Instructions to follow:
Make a verbatim copy of all the records. Skip every image.

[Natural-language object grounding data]
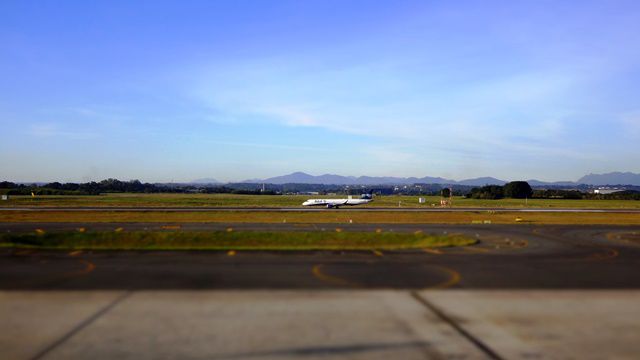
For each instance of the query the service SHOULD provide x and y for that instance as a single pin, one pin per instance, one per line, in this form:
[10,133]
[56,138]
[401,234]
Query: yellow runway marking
[317,272]
[89,267]
[475,249]
[170,227]
[432,251]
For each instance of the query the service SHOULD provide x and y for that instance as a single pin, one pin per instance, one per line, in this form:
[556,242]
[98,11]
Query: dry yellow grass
[325,217]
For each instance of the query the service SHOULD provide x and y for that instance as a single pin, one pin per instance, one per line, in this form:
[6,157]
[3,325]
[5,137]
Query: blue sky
[180,90]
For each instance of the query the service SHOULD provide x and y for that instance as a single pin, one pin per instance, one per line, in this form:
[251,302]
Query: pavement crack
[491,354]
[88,321]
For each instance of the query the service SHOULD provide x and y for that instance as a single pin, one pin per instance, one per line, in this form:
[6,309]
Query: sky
[180,90]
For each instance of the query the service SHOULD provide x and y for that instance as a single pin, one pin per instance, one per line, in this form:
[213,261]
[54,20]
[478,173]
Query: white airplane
[336,203]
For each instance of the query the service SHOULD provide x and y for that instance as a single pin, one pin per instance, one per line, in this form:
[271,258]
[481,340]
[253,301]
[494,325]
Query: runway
[507,257]
[317,209]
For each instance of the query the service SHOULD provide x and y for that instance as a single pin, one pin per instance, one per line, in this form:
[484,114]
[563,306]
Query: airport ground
[528,290]
[286,201]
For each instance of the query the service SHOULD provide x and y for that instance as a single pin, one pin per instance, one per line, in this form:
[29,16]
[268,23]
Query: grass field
[231,200]
[231,241]
[329,216]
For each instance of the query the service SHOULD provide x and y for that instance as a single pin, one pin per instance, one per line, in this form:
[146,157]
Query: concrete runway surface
[314,209]
[525,292]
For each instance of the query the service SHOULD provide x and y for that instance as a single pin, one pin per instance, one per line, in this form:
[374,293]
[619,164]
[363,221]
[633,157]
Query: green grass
[219,240]
[232,200]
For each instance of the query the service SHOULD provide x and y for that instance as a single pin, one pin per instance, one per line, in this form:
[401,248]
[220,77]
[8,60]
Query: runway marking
[23,252]
[81,326]
[475,249]
[454,278]
[317,272]
[432,251]
[491,354]
[624,237]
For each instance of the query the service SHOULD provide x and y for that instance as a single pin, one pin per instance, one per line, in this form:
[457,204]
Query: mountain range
[613,178]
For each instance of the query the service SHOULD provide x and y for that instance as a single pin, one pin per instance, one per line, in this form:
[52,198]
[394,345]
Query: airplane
[336,203]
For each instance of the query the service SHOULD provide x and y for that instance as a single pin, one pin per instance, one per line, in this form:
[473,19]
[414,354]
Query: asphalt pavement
[316,209]
[506,257]
[524,292]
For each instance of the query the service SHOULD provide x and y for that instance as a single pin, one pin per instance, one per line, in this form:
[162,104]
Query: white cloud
[50,130]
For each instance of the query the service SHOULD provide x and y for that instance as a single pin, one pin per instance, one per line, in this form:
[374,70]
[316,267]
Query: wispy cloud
[50,130]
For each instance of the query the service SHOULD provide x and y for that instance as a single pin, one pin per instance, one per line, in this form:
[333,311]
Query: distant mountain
[205,181]
[613,178]
[482,181]
[534,182]
[331,179]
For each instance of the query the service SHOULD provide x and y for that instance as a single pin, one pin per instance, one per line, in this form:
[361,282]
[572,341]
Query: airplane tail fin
[367,195]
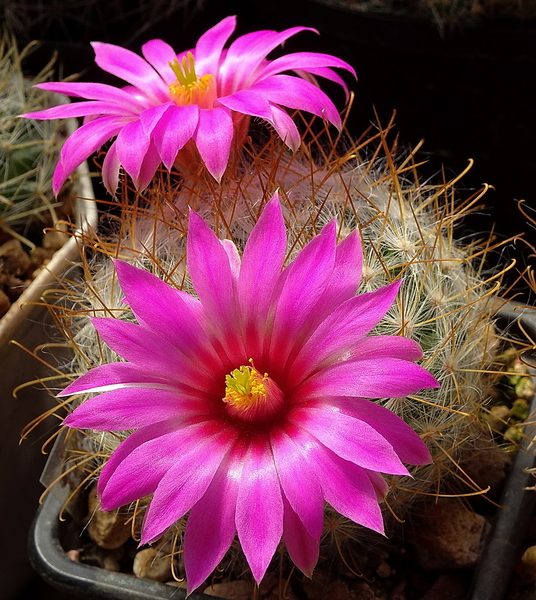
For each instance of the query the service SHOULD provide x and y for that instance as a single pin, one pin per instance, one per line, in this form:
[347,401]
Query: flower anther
[251,396]
[188,88]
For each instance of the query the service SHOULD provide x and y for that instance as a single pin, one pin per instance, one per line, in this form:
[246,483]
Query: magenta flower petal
[131,146]
[130,408]
[211,276]
[188,479]
[212,92]
[305,61]
[345,486]
[159,54]
[116,375]
[96,91]
[341,329]
[296,93]
[211,528]
[83,142]
[302,547]
[176,127]
[80,109]
[152,434]
[300,487]
[262,262]
[379,484]
[247,53]
[149,165]
[340,380]
[349,438]
[406,443]
[285,128]
[171,313]
[248,102]
[349,490]
[151,352]
[249,397]
[210,46]
[385,345]
[131,68]
[302,285]
[259,494]
[213,139]
[110,170]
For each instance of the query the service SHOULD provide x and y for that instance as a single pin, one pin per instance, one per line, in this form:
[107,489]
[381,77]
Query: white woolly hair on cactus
[29,149]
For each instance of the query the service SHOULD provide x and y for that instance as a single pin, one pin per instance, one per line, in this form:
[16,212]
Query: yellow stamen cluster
[188,88]
[245,388]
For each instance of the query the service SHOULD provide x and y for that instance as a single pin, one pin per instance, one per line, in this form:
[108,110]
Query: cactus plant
[407,227]
[28,149]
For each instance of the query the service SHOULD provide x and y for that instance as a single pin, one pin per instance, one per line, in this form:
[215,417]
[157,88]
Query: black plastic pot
[490,582]
[84,581]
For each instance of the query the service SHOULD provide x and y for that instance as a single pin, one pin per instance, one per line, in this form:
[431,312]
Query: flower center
[188,88]
[251,396]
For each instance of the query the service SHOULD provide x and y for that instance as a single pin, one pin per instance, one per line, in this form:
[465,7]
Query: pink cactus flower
[251,401]
[204,97]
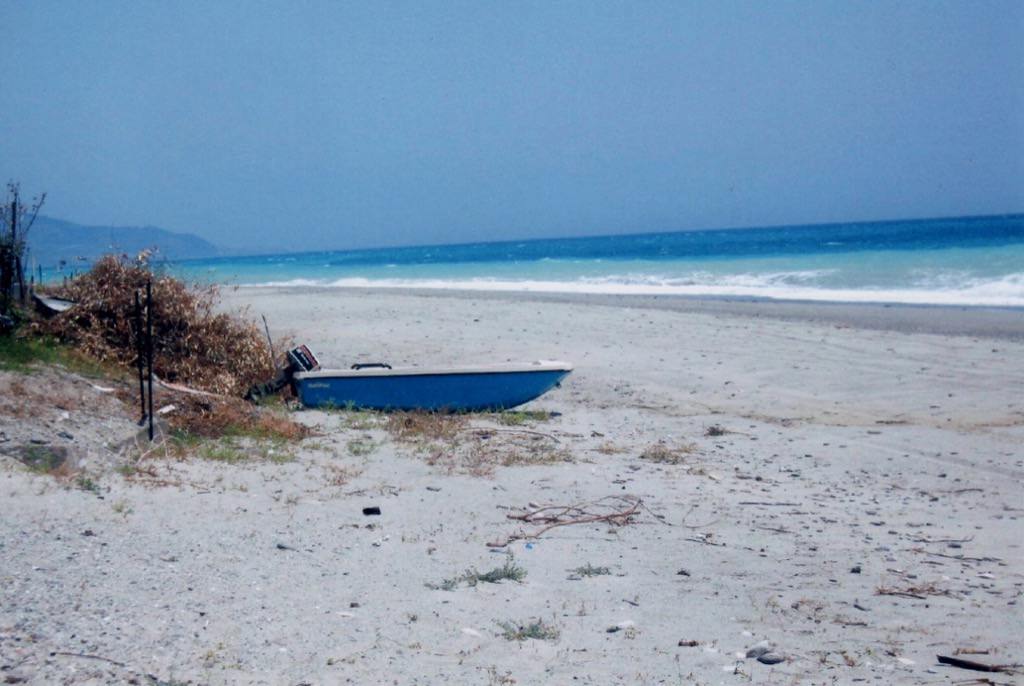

Result for this task:
For each instance of the query the service SHOULD provide x and y for that instance as a single pin, one pin per instance, one per line, in this form:
[10,133]
[56,138]
[401,234]
Query: yellow runway marking
[317,272]
[89,267]
[475,249]
[170,227]
[432,251]
For each instance of the query the service SHOULD provide x and y for that instance as a single pin, one pin per instance, one per line, in this form:
[556,242]
[98,11]
Query: dry yellow grass
[325,217]
For each instance of the query the service SHOULD provide x and y for that instance as a single pin, one pin per instance, one per line, in this form:
[6,157]
[3,325]
[5,137]
Query: blue sky
[180,90]
For each instance of the query the service SHOULD provide x and y for that instance as a single pin, one pin per instance, one per line, in this form:
[251,302]
Query: pavement crack
[491,354]
[88,321]
For each instance of the query the service SHOULD provide x and y for that instance as a single pin, one pin per instance, one per line, in this form:
[6,309]
Query: sky
[180,90]
For each instance of the query the service SHOULD provide x and y for that instance as a single pin, one pin per instance, one per line, in this form:
[213,261]
[54,20]
[478,173]
Query: white airplane
[336,203]
For each instance of the query the service SHOULD provide x and y for that instance as a single pin, one pin per instance, one per line, in this form:
[271,258]
[481,340]
[253,301]
[494,325]
Query: runway
[507,257]
[317,209]
For each instance of the query the service SHOULD provide x and y for that instance as a single pin, one pin per instance, one per line, in this form:
[484,114]
[563,306]
Query: airport ground
[528,290]
[286,201]
For each instance of the query the service SHOULD provide x and y for that instance as a single pin, one pin per instance, one per line, in this form:
[29,16]
[268,23]
Query: grass field
[231,200]
[231,241]
[329,216]
For each instance of the query the service SHOULD provide x and y for that instance as a single pin, one pin per instance, one per line, in this form:
[146,157]
Query: concrete runway surface
[314,209]
[525,292]
For each instance of the query the service SHOULD provide x and y for that instance as a single pin, one pin per instance, one per line, in this form:
[374,293]
[619,164]
[363,221]
[633,157]
Query: green grass
[219,240]
[232,200]
For each instance of the query the service SHOULD provide x and y for that instance as a single pin, one pin per instance, one per line, in this form:
[401,248]
[220,77]
[8,60]
Query: runway marking
[23,252]
[81,326]
[475,249]
[454,278]
[317,272]
[432,251]
[491,354]
[624,237]
For each instance of the query the service SHOULD provide x and y for that instance as a single pin, one pin per instance, one per line, in this form:
[457,204]
Query: mountain range
[613,178]
For each instance of the query the service SHOULD provide x and y for that instance as a single pin, one pin per instance, one per line, in this form:
[52,198]
[394,345]
Query: airplane
[336,203]
For each instance of the query the service SHOULD provide x and y for that instance as a single pin, one pin per instance, one per line, in this form:
[473,19]
[414,354]
Query: asphalt pavement
[316,209]
[506,257]
[524,292]
For each instance of the query the service SHOULD provide x and y for that instance as a single pin, one pin per instance, one per line, in this form:
[162,104]
Query: white cloud
[50,130]
For each instance of the query the service SHOULD provide x and y for that instance as a single pin, one pin per instance, one per line, in this form:
[374,70]
[316,267]
Query: wispy cloud
[50,130]
For each instance of the query the service SHOULD provide x and y for that instance as a single pin, one pin per instance, one per line, in this form:
[333,311]
Query: distant mountain
[205,181]
[613,178]
[482,181]
[534,182]
[331,179]
For each instance of the query the service SHOULD provide x and y for that instance as a single pin, one pin per instance, one per line, in this form:
[361,282]
[572,341]
Query: airplane tail fin
[367,195]
For each instance of the query the service SHOULD provide x and y for that instance as a single pin, one pin per instance, one per line, in this form:
[347,401]
Query: flower anther
[251,396]
[188,88]
For each instance of the query the service SHOULD provide x and y for that instance as a single pin, one pin per instance, one per line, in this form:
[246,483]
Query: magenta flower petal
[131,146]
[130,408]
[211,276]
[188,479]
[212,92]
[305,61]
[345,486]
[159,54]
[116,375]
[96,91]
[341,329]
[296,93]
[211,528]
[83,142]
[302,547]
[176,127]
[80,109]
[152,434]
[300,487]
[262,262]
[379,484]
[247,53]
[149,165]
[340,380]
[349,438]
[406,443]
[285,128]
[171,313]
[248,102]
[349,490]
[151,352]
[249,397]
[210,46]
[385,345]
[131,68]
[302,285]
[259,494]
[213,139]
[110,170]
For each instance of the query the service SHOULD provide x and y for that instance as a single pin, one pin per instance, one per line, in this form:
[107,489]
[381,77]
Query: white woolly hair on cactus
[29,149]
For each instance of the query the service SHOULD provide x and y for that instance as a single pin, one pin per instance, one per line, in this form:
[16,212]
Query: yellow stamen cluster
[188,88]
[245,388]
For each instance of the query the service SHOULD provide x and y for that instance as a single pin, one pin per instance, one per line, in this form:
[108,110]
Query: cactus plant
[407,227]
[28,149]
For each instance of the query the service SHOULD provide x and y for that instance as a single pin, one pin per instance, one per line, in this form:
[215,417]
[157,88]
Query: black plastic pot
[490,582]
[84,581]
For each instance of the query the service SHOULD provide x and y for that instance as a single pin, one pin per instance, one per line, in this form:
[431,312]
Query: flower center
[188,88]
[251,396]
For each instance of the query the service SHOULD provide x and y for that instance as a single pin, one pin per instance, one per line, in this form:
[465,7]
Query: pink cactus flower
[251,401]
[204,97]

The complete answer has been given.